*Extract to read:*
Classic Rant #694 (March 13, 2012): Ticket Snafu



As most of you regular readers know, I am a Yankee fan, have been my whole life, and will be when I leave this earth.

I have rooted for them through thick and thin, during good years and bad, during championship years and years where they fell flat.

But each year, I am becoming more incensed at their ticket policy for the peons, the people who go to the games maybe once or twice a year.

The new Yankee Stadium seats around 54,000 for baseball, and less the higher-priced seats, the team basically sells out each and every game.

That's 81 games where the only seats that can be had are the ones that cost $1,000 or more.

Sorry, not in my league.

But the very last seat in the house, in the very last row, is a season ticket seat, no doubt.

This year, with seats at a premium, the Yankees has instituted a policy where they are running a lottery just to have a chance to buy single-game tickets from them.

That's right. To get tickets to one game, you have to be put into a lottery. If you are one of the "winners" of the lottery, you have the opportunity to buy tickets from them for single games.

Yes, it has gotten ridiculous. Soon, they will be selling seat licenses like football does.

How does a family who wants a day at the ballpark manage to get tickets?

They don't, that's how.

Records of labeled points
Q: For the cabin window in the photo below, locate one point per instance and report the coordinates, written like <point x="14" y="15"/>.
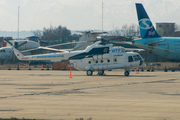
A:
<point x="130" y="59"/>
<point x="135" y="57"/>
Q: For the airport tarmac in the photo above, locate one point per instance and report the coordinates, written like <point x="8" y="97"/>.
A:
<point x="37" y="94"/>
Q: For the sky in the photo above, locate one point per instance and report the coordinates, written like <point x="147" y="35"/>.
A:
<point x="82" y="14"/>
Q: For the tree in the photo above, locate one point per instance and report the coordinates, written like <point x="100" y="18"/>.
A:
<point x="116" y="32"/>
<point x="53" y="34"/>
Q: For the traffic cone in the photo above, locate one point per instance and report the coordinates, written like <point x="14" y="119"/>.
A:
<point x="9" y="68"/>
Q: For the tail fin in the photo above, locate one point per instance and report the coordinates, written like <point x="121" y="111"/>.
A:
<point x="19" y="55"/>
<point x="146" y="27"/>
<point x="87" y="39"/>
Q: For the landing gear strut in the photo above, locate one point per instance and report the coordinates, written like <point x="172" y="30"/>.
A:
<point x="89" y="72"/>
<point x="126" y="73"/>
<point x="101" y="72"/>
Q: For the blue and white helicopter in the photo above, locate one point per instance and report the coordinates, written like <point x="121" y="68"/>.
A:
<point x="150" y="40"/>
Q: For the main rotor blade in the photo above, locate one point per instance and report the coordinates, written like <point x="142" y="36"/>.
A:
<point x="8" y="42"/>
<point x="20" y="44"/>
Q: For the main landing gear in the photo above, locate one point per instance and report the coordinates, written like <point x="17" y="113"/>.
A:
<point x="90" y="72"/>
<point x="101" y="72"/>
<point x="126" y="73"/>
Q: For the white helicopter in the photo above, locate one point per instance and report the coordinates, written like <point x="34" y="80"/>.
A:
<point x="32" y="47"/>
<point x="94" y="58"/>
<point x="106" y="57"/>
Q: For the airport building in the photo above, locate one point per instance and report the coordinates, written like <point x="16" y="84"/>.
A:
<point x="166" y="29"/>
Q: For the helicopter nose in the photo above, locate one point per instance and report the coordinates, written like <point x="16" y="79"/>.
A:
<point x="141" y="62"/>
<point x="133" y="42"/>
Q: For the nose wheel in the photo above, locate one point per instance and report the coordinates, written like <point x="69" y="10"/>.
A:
<point x="89" y="72"/>
<point x="126" y="73"/>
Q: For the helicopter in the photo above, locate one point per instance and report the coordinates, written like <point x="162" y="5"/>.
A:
<point x="106" y="57"/>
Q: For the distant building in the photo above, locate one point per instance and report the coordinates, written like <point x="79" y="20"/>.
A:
<point x="165" y="29"/>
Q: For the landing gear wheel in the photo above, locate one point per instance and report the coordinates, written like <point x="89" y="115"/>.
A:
<point x="126" y="73"/>
<point x="101" y="72"/>
<point x="89" y="72"/>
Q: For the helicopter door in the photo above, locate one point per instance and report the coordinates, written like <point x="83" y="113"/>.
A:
<point x="167" y="49"/>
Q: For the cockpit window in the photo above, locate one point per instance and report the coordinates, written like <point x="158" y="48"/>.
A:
<point x="130" y="59"/>
<point x="135" y="58"/>
<point x="139" y="57"/>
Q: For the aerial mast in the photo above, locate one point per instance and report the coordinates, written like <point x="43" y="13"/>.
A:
<point x="18" y="21"/>
<point x="102" y="16"/>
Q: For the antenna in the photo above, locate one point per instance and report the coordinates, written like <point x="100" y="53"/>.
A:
<point x="102" y="16"/>
<point x="18" y="21"/>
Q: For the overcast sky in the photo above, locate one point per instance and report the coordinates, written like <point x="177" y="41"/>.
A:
<point x="82" y="14"/>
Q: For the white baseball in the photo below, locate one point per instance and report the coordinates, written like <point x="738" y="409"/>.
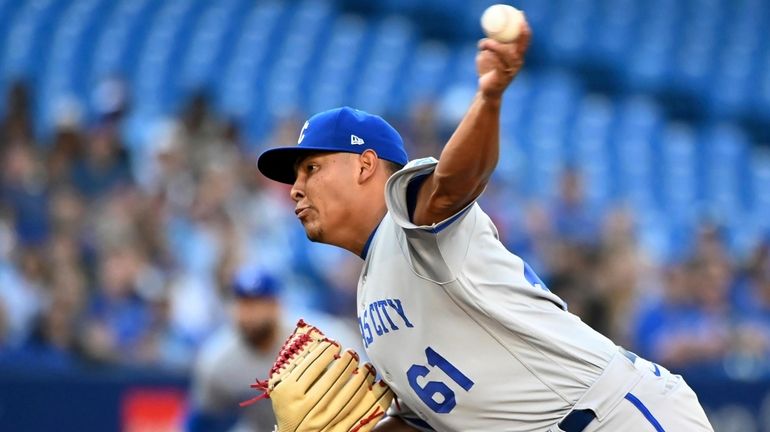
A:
<point x="502" y="22"/>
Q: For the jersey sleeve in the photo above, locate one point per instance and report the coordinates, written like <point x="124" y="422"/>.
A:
<point x="436" y="251"/>
<point x="401" y="410"/>
<point x="397" y="191"/>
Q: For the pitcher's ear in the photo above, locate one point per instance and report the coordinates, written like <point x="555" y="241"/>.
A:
<point x="368" y="163"/>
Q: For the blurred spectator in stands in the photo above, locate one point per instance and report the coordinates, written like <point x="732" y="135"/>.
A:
<point x="104" y="165"/>
<point x="23" y="190"/>
<point x="66" y="148"/>
<point x="574" y="221"/>
<point x="231" y="359"/>
<point x="750" y="356"/>
<point x="619" y="273"/>
<point x="16" y="127"/>
<point x="692" y="325"/>
<point x="53" y="343"/>
<point x="22" y="292"/>
<point x="202" y="133"/>
<point x="110" y="100"/>
<point x="118" y="318"/>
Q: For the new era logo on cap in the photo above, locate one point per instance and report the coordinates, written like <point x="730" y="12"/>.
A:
<point x="336" y="130"/>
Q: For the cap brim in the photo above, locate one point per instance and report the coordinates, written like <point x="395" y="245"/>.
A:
<point x="278" y="163"/>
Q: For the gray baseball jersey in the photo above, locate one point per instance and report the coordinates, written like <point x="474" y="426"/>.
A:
<point x="467" y="335"/>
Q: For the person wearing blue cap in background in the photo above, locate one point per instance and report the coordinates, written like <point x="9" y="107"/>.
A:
<point x="231" y="356"/>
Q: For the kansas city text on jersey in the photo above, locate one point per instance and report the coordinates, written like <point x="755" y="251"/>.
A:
<point x="381" y="317"/>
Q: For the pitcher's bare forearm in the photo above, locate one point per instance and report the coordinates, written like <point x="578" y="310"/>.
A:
<point x="466" y="163"/>
<point x="470" y="156"/>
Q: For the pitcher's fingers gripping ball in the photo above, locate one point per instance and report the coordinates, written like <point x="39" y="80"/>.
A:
<point x="316" y="388"/>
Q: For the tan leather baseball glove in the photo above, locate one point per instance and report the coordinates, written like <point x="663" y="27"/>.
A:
<point x="316" y="388"/>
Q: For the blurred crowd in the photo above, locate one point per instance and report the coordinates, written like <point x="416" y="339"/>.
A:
<point x="117" y="254"/>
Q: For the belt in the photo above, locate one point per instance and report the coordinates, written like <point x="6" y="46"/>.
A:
<point x="578" y="420"/>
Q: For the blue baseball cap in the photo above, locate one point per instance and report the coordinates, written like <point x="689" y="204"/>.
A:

*Problem to work on:* List every number written in digits in the body of the rant about Yankee tickets above, not counting its title line.

*Solution below:*
54,000
81
$1,000